Data for review below:
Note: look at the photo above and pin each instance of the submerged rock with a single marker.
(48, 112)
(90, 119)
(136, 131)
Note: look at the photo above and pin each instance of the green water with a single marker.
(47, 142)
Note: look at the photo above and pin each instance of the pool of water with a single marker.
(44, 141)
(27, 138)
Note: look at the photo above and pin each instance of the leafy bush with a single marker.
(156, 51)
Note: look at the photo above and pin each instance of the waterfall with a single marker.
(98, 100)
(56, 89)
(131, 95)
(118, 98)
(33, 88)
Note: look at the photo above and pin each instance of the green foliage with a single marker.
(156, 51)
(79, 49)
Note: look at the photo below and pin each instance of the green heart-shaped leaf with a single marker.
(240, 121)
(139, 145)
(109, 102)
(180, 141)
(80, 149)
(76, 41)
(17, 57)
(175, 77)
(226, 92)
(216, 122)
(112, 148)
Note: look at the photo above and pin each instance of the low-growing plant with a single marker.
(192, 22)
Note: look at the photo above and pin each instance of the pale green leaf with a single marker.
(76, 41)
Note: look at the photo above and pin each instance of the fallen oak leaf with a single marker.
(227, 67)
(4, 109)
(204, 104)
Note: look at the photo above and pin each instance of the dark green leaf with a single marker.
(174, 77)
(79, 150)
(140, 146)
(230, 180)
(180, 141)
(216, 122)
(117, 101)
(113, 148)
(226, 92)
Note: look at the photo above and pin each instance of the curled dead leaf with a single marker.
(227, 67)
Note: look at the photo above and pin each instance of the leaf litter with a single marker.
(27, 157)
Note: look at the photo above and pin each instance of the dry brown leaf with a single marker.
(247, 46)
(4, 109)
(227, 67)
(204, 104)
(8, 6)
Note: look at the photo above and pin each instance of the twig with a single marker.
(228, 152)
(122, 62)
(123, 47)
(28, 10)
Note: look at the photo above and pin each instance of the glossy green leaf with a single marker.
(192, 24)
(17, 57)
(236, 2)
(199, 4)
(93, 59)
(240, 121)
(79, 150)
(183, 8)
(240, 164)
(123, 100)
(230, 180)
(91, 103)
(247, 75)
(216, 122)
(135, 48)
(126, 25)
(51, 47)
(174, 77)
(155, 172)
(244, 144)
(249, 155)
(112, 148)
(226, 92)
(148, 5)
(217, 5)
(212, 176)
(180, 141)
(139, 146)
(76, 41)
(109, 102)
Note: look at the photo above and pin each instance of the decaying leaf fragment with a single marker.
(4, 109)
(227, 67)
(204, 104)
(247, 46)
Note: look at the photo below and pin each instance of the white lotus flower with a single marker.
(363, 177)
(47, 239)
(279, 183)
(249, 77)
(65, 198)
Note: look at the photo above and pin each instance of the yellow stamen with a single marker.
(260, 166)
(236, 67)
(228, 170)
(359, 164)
End of Data for review.
_Task to complete_.
Everything in the data above must be restated verbatim.

_Completed exercise_.
Note: look at the photo above and pin each instance of the submerged rock with a single marker.
(48, 112)
(90, 119)
(136, 131)
Note: look at the photo above and pin each instance of the green water with a single marker.
(47, 142)
Note: look at the photo above and pin each instance of the pool of water with a single marker.
(44, 141)
(27, 138)
Note: look at the photo above and pin each instance of the leafy bush with a single marker.
(156, 51)
Note: look at the photo above and pin each instance of the waterfall with a single marker.
(98, 100)
(56, 89)
(131, 95)
(118, 98)
(33, 88)
Note: look at the photo above and pin each instance of the green foliage with a single marker.
(156, 51)
(79, 49)
Note: look at the photo below and pin each instance of the green heart-shaped leaf with a single marker.
(240, 121)
(139, 145)
(109, 102)
(180, 141)
(80, 149)
(76, 41)
(17, 57)
(175, 77)
(226, 92)
(216, 122)
(112, 148)
Note: look at the photo above and pin each instance of the low-growing plant with a single marker.
(192, 22)
Note: look at the photo above and pin each instance of the pale green leaf with a single marker.
(76, 41)
Note: look at the photo above and pin each instance of the fallen oak leaf with a single marker.
(227, 67)
(4, 109)
(204, 104)
Note: look at the photo above and pin each instance of the dark green leaf with a single marker.
(174, 77)
(79, 150)
(140, 146)
(230, 180)
(180, 141)
(216, 122)
(117, 101)
(113, 148)
(226, 92)
Note: look at the photo above and pin each instance of the curled dead leaf with a single marker.
(227, 67)
Note: look at the photo above and pin each instance of the leaf litter with a single marker.
(27, 157)
Note: look at the photo above and pin each instance of the dry brown leaf with a single marker.
(247, 46)
(4, 109)
(227, 67)
(204, 104)
(8, 6)
Note: look at the photo above and pin each instance of the twig with a single marker.
(228, 152)
(122, 62)
(123, 47)
(28, 10)
Note: look at the photo above and pin each instance of the glossy green leaf with a single marker.
(192, 24)
(17, 57)
(236, 2)
(199, 4)
(93, 59)
(240, 121)
(79, 150)
(183, 8)
(240, 164)
(123, 100)
(230, 180)
(91, 103)
(247, 75)
(216, 122)
(135, 48)
(126, 25)
(51, 47)
(174, 77)
(155, 172)
(244, 144)
(249, 155)
(112, 148)
(226, 92)
(148, 5)
(217, 5)
(212, 176)
(180, 141)
(139, 146)
(76, 41)
(109, 102)
Note: look at the photo above and pin each instance of the decaying leaf fragment with a single marker.
(4, 109)
(227, 67)
(204, 104)
(247, 46)
Note: look at the photo below and pin each instance of the white lotus flower with a single marker.
(363, 177)
(47, 239)
(279, 183)
(249, 77)
(65, 198)
Note: look at the photo above and pin each instance of the yellow stamen with a single marker.
(260, 166)
(236, 67)
(228, 170)
(359, 164)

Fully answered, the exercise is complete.